任务说明 1: 在下面这篇讲 C++ 异步的文章里，示例 2 的主线程执行到 result_future.get() 时为什么会停下来等待？请用一到三句话说明。

选定段落:
..............................

2025-06-102025-12-24

#C++

Key Concept¶

约 2521 个字 189 行代码 5 张图片预计阅读时间 15 分钟

同步 (Synchronous) vs. 异步 (Asynchronous)

同步：当你发起一个操作（比如读取文件、请求网络数据），你的程序会停在那里等待这个操作完成，然后才能继续执行下一步。这就像打电话，你必须等着对方接通才能说话。
异步：当你发起一个操作，程序不会等待，而是立即返回，继续执行后续代码。当那个操作完成后，系统会通过某种方式（如回调函数、事件、Future）通知你。这就像发短信，你发完后可以去做别的事，等收到回复时再处理。

阻塞 (Blocking) vs. 非阻塞 (Non-Blocking)

阻塞：一个函数或操作在完成其任务之前不会返回，会“阻塞”当前线程的执行。同步操作通常是阻塞的。
非阻塞：一个函数或操作会立即返回，无论任务是否完成。如果任务没完成，它通常会返回一个“正在进行中”或“稍后再试”的状态。¶

标准库的异步尝试：Future and Promise in C++¶

std::future: 一个代表未来某个时刻才会有的结果的对象。你可以通过它的 get() 方法来获取结果。如果结果还没准备好，get() 会阻塞当前线程直到结果可用。
std::promise: 用于在某个线程中设置值，而这个值可以被关联的 std::future 在另一个线程中获取。std::async 内部就封装了 promise 的使用。

Example 1 (Logic)¶

设线程 1 需要线程 2 的数据，那么组合使用方式如下：

线程 1 初始化一个 promise 对象和一个 future 对象，promise 传递给线程 2，相当于线程 2 对线程 1 的一个承诺；future 相当于一个接受一个承诺，用来获取未来线程 2 传递的值
线程 2 获取到 promise 后，需要对这个 promise 传递有关的数据，之后线程 1 的 future 就可以获取数据了。
如果线程 1 想要获取数据，而线程 2 未给出数据，则线程 1 阻塞，直到线程 2 的数据到达

Example 2 (Code)¶

使用std::async进行异步 CPU 密集型任务，主线程等待异步任务执行的结果。

C++

#include <iostream>
#include <future>
#include <chrono>

int heavy_calculation() {
    std::this_thread::sleep_for(std::chrono::seconds(2));
    return 42;
}

int main() {
    // 使用 std::async 异步启动任务
    std::future<int> result_future = std::async(std::launch::async, heavy_calculation);

    std::cout << "Main thread continues working while calculation is in progress..." << std::endl;
    // ... 在这里做其他事情 ...

    std::cout << "Waiting for the result..." << std::endl;
    int result = result_future.get(); // get()会阻塞直到结果可用

    std::cout << "The calculated result is: " << result << std::endl;
    return 0;
}

Folly 对标准库的进一步封装和扩展：Future and Promise in Folly¶

Future 的执行通过 Executor 执行，Folly 允许 Future 进行链式调用，Promise setValue 后执行回调，这一步实际上是将该过程加入 eventloop，由事件循环去触发。

..............................

带标注点的记录
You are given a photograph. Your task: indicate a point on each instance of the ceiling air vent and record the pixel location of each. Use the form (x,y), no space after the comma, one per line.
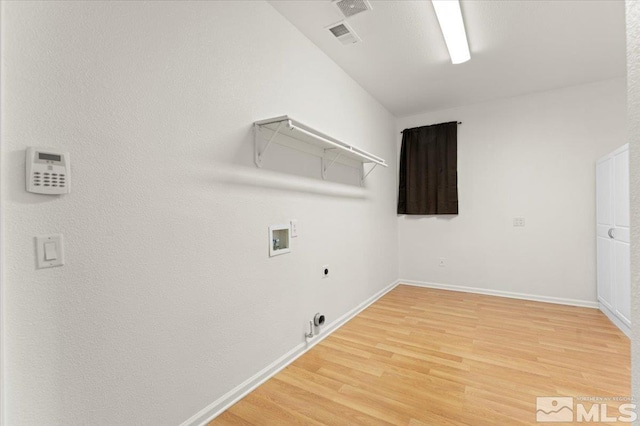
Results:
(352,7)
(343,32)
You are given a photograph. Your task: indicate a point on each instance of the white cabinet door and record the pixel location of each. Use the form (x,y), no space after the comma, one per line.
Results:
(604,220)
(613,234)
(621,240)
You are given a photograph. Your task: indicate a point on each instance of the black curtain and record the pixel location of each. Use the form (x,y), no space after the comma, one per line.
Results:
(428,170)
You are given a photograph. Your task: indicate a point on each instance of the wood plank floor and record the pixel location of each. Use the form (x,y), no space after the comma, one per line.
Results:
(433,357)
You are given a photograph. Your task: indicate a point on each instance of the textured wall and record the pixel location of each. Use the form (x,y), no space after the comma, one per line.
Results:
(633,100)
(529,156)
(168,298)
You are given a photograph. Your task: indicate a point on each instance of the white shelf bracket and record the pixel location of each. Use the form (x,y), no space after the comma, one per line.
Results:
(326,167)
(256,140)
(364,175)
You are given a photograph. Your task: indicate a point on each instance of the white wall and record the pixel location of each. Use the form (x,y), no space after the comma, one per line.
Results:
(168,298)
(530,156)
(633,133)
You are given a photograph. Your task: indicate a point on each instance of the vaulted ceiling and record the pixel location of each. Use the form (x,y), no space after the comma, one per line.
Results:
(516,47)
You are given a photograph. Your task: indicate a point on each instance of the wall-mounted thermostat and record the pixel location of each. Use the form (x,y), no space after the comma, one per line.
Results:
(48,171)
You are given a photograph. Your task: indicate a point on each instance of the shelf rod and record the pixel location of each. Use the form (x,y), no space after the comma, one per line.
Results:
(271,138)
(331,164)
(365,176)
(342,146)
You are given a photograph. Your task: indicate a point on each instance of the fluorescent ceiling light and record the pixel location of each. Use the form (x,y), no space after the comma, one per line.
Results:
(452,26)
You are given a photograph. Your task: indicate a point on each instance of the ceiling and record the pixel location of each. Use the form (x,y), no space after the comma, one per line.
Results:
(516,47)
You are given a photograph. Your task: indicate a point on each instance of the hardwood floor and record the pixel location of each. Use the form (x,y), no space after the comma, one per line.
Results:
(433,357)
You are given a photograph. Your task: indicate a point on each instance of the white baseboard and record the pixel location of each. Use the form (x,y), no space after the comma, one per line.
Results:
(227,400)
(615,320)
(500,293)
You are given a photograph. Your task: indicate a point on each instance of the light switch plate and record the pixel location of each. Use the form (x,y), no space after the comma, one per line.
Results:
(40,250)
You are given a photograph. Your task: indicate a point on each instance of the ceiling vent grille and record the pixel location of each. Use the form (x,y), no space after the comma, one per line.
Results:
(352,7)
(343,32)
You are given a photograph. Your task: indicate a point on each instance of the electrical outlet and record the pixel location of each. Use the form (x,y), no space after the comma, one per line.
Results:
(325,271)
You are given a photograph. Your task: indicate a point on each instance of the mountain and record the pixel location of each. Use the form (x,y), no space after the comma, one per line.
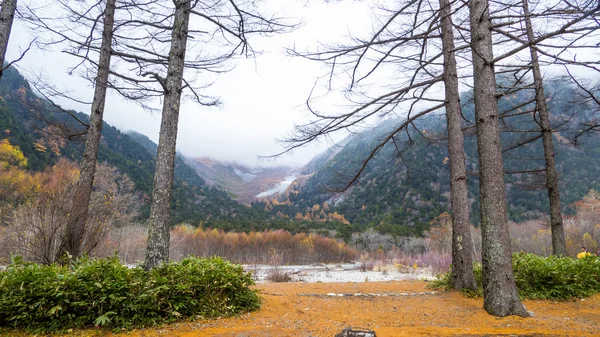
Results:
(403,188)
(244,184)
(38,127)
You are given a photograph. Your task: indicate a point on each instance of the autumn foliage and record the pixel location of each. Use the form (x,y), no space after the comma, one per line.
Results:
(268,247)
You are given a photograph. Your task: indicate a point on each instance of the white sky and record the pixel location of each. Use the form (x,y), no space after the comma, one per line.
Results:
(263,97)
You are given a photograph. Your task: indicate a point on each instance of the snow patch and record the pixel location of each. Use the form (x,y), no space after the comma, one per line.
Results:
(279,188)
(244,176)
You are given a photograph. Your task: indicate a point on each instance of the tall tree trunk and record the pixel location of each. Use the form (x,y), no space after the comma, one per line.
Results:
(559,246)
(7,14)
(157,251)
(500,297)
(76,222)
(462,258)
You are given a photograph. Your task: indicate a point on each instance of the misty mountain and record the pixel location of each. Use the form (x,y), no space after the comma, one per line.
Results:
(38,127)
(406,184)
(242,183)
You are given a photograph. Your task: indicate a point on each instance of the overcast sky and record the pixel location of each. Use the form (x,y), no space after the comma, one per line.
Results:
(263,97)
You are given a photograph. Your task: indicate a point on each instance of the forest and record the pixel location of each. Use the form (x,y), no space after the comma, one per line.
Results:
(466,140)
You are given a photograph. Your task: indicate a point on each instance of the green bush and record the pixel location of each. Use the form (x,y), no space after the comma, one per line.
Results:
(538,277)
(103,292)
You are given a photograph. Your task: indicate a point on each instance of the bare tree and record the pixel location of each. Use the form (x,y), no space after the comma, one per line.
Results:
(499,288)
(462,260)
(79,210)
(559,246)
(7,14)
(411,40)
(157,251)
(237,26)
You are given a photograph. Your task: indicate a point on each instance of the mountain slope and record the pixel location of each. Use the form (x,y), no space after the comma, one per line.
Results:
(33,124)
(402,192)
(243,183)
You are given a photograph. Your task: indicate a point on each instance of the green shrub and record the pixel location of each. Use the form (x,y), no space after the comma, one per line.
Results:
(103,292)
(538,277)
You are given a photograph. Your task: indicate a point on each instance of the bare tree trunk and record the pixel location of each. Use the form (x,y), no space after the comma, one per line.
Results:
(462,259)
(157,251)
(7,14)
(500,297)
(75,229)
(559,246)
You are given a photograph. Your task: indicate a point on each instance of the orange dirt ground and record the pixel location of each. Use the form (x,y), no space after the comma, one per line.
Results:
(284,313)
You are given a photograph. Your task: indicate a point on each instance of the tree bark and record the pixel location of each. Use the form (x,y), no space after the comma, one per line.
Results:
(75,231)
(7,14)
(462,259)
(157,251)
(500,297)
(559,246)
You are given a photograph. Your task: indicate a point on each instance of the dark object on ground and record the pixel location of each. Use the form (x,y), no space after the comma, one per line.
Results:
(356,332)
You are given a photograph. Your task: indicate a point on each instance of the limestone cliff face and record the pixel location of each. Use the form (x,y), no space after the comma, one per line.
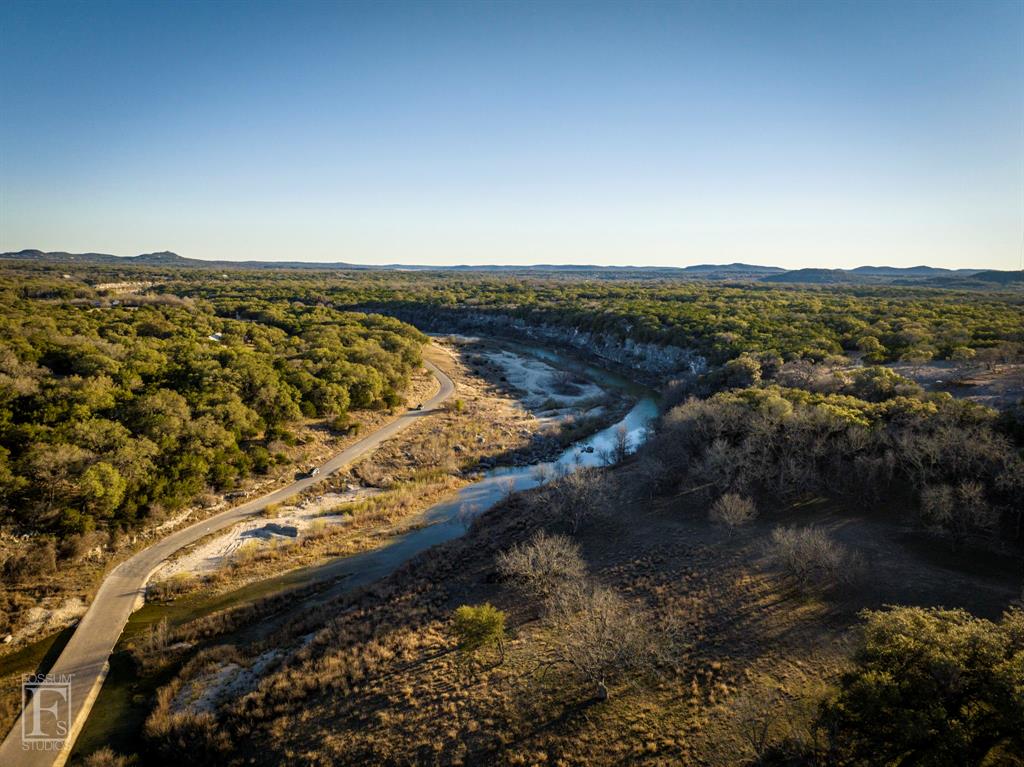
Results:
(656,360)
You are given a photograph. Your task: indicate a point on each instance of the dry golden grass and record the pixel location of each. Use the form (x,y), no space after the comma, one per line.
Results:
(380,681)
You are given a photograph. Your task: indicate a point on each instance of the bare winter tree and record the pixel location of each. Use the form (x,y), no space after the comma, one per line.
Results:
(582,496)
(732,511)
(598,636)
(542,565)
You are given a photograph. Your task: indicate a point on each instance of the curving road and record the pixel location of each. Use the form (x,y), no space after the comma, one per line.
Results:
(84,658)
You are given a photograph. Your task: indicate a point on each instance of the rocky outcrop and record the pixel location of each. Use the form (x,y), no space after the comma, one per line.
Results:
(655,360)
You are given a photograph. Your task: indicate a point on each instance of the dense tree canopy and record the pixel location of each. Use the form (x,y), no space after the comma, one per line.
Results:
(112,408)
(933,687)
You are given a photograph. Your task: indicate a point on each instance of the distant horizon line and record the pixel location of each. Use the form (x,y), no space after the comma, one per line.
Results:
(467,265)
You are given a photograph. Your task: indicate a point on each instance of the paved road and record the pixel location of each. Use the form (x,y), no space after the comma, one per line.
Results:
(85,656)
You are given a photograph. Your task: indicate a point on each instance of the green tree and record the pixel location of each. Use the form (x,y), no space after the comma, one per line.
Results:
(932,687)
(478,627)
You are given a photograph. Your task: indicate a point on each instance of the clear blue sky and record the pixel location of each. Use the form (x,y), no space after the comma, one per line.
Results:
(799,134)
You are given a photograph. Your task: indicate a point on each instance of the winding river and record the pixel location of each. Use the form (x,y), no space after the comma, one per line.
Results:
(117,718)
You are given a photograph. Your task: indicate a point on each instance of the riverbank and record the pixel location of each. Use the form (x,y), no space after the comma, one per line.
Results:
(117,719)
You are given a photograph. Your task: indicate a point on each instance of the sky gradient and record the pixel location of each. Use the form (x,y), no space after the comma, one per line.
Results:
(795,134)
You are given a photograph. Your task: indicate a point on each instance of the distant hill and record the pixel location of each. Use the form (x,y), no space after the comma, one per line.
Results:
(899,275)
(814,277)
(732,270)
(908,270)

..............................

任务说明 2: 找出上面记录中所有含有字符串“floor”的行，逐行抄出。

完整回答 1: 因为 std::future 的 get() 在结果尚未准备好时会阻塞当前线程，直到结果可用。异步启动的 heavy_calculation 如果还没返回结果，主线程就要一直等到结果出来才继续执行。

完整回答 2:
You are given a photograph. Your task: indicate a point on each instance of the wood plank floor and record the pixel location of each. Use the form (x,y), no space after the comma, one per line.
You are given a photograph. Your task: indicate a point on each instance of the hardwood floor and record the pixel location of each. Use the form (x,y), no space after the comma, one per line.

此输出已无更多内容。